-- Work to be completed --
Pull out every line of the items below that contains the word "rope", and copy each one in full.

-- Data listing --
○ ○ ○ ○

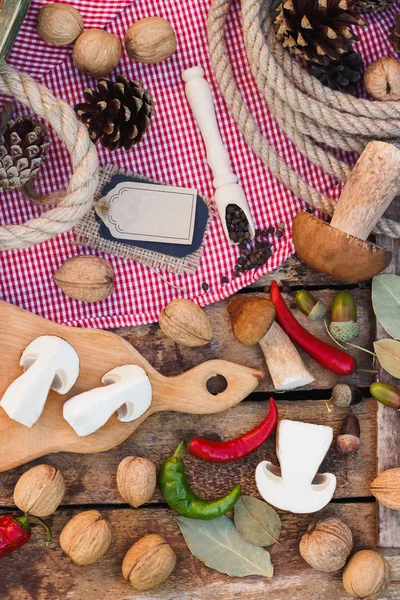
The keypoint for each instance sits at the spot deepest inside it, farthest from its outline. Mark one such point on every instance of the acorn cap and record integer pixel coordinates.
(336, 253)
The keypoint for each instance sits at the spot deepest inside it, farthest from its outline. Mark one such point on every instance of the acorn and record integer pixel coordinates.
(314, 309)
(386, 394)
(348, 440)
(344, 395)
(343, 325)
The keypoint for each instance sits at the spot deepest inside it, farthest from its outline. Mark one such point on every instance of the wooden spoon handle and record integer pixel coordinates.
(188, 392)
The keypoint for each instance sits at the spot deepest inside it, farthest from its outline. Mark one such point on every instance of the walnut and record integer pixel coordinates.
(97, 52)
(327, 545)
(39, 491)
(149, 562)
(136, 480)
(367, 575)
(85, 278)
(59, 24)
(185, 323)
(86, 537)
(150, 40)
(382, 79)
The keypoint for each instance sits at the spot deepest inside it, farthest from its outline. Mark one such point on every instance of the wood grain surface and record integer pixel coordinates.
(170, 358)
(100, 351)
(388, 421)
(37, 573)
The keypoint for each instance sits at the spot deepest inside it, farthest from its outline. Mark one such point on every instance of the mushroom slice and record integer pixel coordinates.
(49, 362)
(127, 391)
(295, 486)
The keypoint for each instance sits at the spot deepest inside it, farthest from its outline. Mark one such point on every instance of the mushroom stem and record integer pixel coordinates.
(284, 363)
(371, 187)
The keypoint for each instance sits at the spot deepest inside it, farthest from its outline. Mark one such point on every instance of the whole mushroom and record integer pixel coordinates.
(327, 545)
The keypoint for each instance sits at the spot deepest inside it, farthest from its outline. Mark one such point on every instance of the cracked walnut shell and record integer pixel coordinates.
(185, 323)
(40, 491)
(86, 537)
(327, 545)
(149, 562)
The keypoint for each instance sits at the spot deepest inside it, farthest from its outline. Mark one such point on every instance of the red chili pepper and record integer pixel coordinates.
(15, 532)
(330, 358)
(239, 447)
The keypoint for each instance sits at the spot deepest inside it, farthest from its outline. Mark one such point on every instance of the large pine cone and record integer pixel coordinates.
(374, 5)
(23, 147)
(317, 28)
(394, 36)
(118, 113)
(343, 74)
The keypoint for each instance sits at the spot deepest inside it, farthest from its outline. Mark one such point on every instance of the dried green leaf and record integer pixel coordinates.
(219, 546)
(386, 302)
(256, 521)
(388, 353)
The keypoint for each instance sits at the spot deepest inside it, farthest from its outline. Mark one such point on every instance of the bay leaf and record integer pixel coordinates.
(219, 546)
(386, 302)
(256, 521)
(388, 353)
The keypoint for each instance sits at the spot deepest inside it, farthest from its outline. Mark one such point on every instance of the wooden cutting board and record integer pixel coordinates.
(99, 351)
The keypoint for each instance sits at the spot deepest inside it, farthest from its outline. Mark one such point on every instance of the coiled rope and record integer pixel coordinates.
(309, 113)
(79, 196)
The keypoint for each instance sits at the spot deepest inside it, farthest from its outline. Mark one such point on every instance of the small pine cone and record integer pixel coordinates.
(343, 74)
(118, 113)
(374, 5)
(316, 29)
(23, 148)
(394, 36)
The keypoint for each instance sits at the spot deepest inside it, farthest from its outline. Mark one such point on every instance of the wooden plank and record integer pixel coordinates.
(90, 478)
(37, 573)
(170, 358)
(388, 421)
(295, 273)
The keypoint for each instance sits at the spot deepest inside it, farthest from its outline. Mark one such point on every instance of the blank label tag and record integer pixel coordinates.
(152, 213)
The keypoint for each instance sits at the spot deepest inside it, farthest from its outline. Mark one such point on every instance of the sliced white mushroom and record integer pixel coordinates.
(127, 391)
(49, 362)
(295, 486)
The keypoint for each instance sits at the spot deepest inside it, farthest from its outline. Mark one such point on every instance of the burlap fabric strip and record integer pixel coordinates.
(313, 116)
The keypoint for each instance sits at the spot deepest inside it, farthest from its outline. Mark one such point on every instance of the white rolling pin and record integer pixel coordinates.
(227, 190)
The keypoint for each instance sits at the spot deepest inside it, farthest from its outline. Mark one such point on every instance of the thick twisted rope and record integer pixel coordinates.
(309, 113)
(82, 186)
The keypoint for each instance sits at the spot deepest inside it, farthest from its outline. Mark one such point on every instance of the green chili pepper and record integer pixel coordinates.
(178, 495)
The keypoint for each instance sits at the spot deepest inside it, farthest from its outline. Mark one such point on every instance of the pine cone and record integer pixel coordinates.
(118, 113)
(317, 28)
(394, 36)
(374, 5)
(23, 147)
(343, 74)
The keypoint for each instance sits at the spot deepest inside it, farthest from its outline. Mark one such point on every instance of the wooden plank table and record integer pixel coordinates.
(37, 573)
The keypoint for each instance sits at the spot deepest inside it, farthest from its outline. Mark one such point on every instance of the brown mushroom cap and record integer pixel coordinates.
(251, 318)
(333, 252)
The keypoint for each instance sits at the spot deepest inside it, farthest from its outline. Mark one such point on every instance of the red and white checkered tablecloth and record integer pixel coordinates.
(171, 151)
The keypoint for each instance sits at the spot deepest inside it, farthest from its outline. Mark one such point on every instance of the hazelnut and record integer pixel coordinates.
(367, 575)
(39, 491)
(149, 562)
(136, 480)
(86, 278)
(382, 79)
(386, 488)
(59, 24)
(327, 545)
(185, 323)
(251, 318)
(86, 537)
(150, 40)
(97, 52)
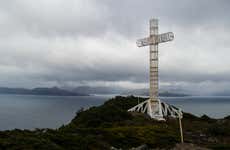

○ ○ ○ ○

-- Complete answer --
The keypoint for each instance sits at the spot deepest inside it, farthest from its outline. Mark one such point on every instance of the coiled rope and record integer pixel coordinates.
The keypoint for each instance sits at the spot deepest inside it, farthest from its outline. Mark one such point on every instance of the thick twisted rope and record integer pixel coordinates.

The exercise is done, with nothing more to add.